SHORT EXERCISE => Can you print every record below exactly as written?

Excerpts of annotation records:
────

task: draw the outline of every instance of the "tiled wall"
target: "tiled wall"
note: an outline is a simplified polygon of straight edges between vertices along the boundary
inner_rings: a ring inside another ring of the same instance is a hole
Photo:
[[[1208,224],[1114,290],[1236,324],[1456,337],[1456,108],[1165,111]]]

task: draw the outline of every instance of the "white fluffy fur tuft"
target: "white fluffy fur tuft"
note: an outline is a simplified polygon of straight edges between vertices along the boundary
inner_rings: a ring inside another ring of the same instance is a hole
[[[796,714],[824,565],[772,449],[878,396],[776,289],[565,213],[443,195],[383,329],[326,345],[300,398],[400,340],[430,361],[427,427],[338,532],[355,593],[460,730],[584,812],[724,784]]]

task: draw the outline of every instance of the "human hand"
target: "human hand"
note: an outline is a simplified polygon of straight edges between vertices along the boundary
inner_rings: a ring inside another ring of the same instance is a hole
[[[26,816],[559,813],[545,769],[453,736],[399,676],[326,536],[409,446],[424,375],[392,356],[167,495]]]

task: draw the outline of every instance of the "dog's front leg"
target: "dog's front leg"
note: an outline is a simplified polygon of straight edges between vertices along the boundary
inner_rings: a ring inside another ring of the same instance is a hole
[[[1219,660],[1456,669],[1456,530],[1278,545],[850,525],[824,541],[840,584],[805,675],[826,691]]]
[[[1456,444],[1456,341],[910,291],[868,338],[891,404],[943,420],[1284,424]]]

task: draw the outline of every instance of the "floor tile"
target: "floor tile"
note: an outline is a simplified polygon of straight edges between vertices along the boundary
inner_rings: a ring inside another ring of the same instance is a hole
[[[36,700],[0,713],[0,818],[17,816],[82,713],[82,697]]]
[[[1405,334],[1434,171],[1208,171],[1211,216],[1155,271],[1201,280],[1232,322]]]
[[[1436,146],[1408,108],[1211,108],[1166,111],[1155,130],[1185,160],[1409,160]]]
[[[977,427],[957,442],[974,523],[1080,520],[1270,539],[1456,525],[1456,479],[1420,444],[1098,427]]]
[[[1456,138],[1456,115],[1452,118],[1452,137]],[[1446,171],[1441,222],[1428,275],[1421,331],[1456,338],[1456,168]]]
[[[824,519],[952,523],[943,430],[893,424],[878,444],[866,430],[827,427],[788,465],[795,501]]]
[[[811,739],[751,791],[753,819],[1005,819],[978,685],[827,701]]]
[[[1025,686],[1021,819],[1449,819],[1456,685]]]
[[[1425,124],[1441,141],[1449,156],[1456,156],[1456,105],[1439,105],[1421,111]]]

────

RESPONSE =>
task: draw the outline of every instance of the "tiled wall"
target: "tiled wall"
note: an outline is a simplified polygon of straight edges between vertices along the boundary
inner_rings: a ring inside another ring of the same instance is a hole
Photo:
[[[1208,224],[1114,290],[1236,324],[1456,337],[1456,108],[1165,111]]]

task: draw the outline of every instance of the "white fluffy fur tuft"
target: "white fluffy fur tuft"
note: an outline is a simplified polygon of straight edges between vertices along the boundary
inner_rings: a ring inside another ring of the same instance is a hole
[[[796,714],[824,565],[772,449],[878,396],[776,289],[565,213],[443,195],[383,329],[326,345],[300,398],[400,340],[430,361],[427,427],[338,532],[355,593],[460,730],[584,812],[724,784]]]

task: draw the outline of every instance of the "human hand"
target: "human hand"
note: an outline is a simplified polygon of straight edges between vertices along the boundary
inner_rings: a ring inside another ring of the same instance is a hole
[[[26,816],[559,813],[545,769],[453,736],[399,676],[326,536],[409,446],[424,375],[392,356],[167,495]]]

task: draw the outline of every instance of the "dog's front leg"
target: "dog's front leg"
note: an outline is a simplified polygon of straight edges between vertices along the boundary
inner_rings: a ring inside another ring of the same instance is a hole
[[[1219,660],[1456,669],[1456,530],[1278,545],[850,525],[824,541],[840,584],[805,675],[826,691]]]
[[[1456,444],[1456,341],[910,291],[868,338],[891,404],[943,420],[1284,424]]]

task: draw the outline of every instance of the "floor tile"
target: "floor tile"
note: an outline is a simplified polygon of straight edges between vertices along the boundary
inner_rings: a ring inside another ring of the same instance is a hole
[[[36,700],[0,713],[0,818],[17,816],[82,713],[82,697]]]
[[[1405,334],[1434,171],[1208,171],[1211,216],[1155,271],[1201,280],[1232,322]]]
[[[1436,146],[1408,108],[1211,108],[1166,111],[1155,130],[1185,160],[1409,160]]]
[[[977,427],[957,442],[974,523],[1080,520],[1270,539],[1456,525],[1456,479],[1420,444],[1098,427]]]
[[[1456,138],[1456,115],[1452,118],[1452,137]],[[1446,171],[1441,222],[1428,275],[1421,331],[1456,338],[1456,168]]]
[[[824,519],[952,523],[943,430],[893,424],[878,444],[866,430],[827,427],[788,465],[795,501]]]
[[[811,739],[751,791],[753,819],[1005,819],[978,685],[827,701]]]
[[[1025,686],[1021,819],[1449,819],[1456,685]]]
[[[1425,124],[1441,141],[1449,156],[1456,156],[1456,105],[1439,105],[1421,111]]]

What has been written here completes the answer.